Directions
Continue the forum post about the Python socketserver that intermittently stops sending and receiving, picking up right after its last line.

Source document
---*---

Search code examples
pythonsocketssocketserver

python socketserver occasionally stops sending (and receiving?) messages


I've been experiencing a problem with a socketserver I wrote where the socketserver will seem to stop sending and receiving data on one of the ports it uses (while the other port continues to handle data just fine). Interestingly, after waiting a minute (or up to an hour or so), the socketserver will start sending and receiving messages again without any observable intervention.

I am using the Eventlet socketing framework, python 2.7, everything running on an ubuntu aws instance with external apps opening persistent connections to the socketserver.

From some reading I've been doing, it looks like I may not be implementing my socket server correctly. According to http://docs.python.org/howto/sockets.html:

fundamental truth of sockets: messages must either be fixed length (yuck), or be delimited > > (shrug), or indicate how long they are (much better), or end by shutting down the connection.

I am not entirely sure that I am using a fix length message here (or am I?)

This is how I am receiving my data:

def socket_handler(sock, socket_type):
    logg(1,"socket_handler:initializing")
    while True:
        recv = sock.recv(1024)
        if not recv:
            logg(1,"didn't recieve anything")
            break
        if len(recv) > 5:
            logg(1,"socket handler: %s" % recv )
            plug_id, phone_sid, recv_json = parse_json(recv)
            send = 1 
            if "success" in recv_json and recv_json["success"] == "true" and socket_type == "plug":
                send = 0
            if send == 1:
                send_wrapper(sock, message_relayer(recv, socket_type))
        else:
            logg(2, 'socket_handler:Ignoring received input: ' + str(recv)  )
    logg(1,  'Closing socket handle: [%s]' % str(sock))

---*---

Dataset extract

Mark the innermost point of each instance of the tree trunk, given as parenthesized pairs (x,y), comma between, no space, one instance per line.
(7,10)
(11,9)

---*---

Expected answer
    sock.shutdown(socket.SHUT_RDWR)
    sock.close()

"sock" is a socket object returned by the listener.accept() function.

The socket_handler function is called like so:

new_connection, address = listener.accept()
...<code omitted>...
pool.spawn_n(socket_handler, new_connection, socket_type)

Does my implementation look incorrect to anyone? Am I basically implementing a fixed length conversation protocol? What can I do to help investigate the issue or make my code more robust?

Thanks in advance,

T


Solution

  • You might be having buffering related problems if you're requesting to receive more bytes at the server (1024) than you're actually sending from the client.

    To fix the problem, what's is usually done is encode the length of the message first and then the message itself. This way, the receiver can get the length field (which is of known size) and then read the rest of the message based on the decoded length.

    Note: The length field is usually as many bytes long as you need in your protocol. Some protocols are 4-byte aligned and use a 32 bit field for this, but if you find that you've got enough with 1 or 2 bytes, then you can use that. The point here is that both client and server know the size of this field.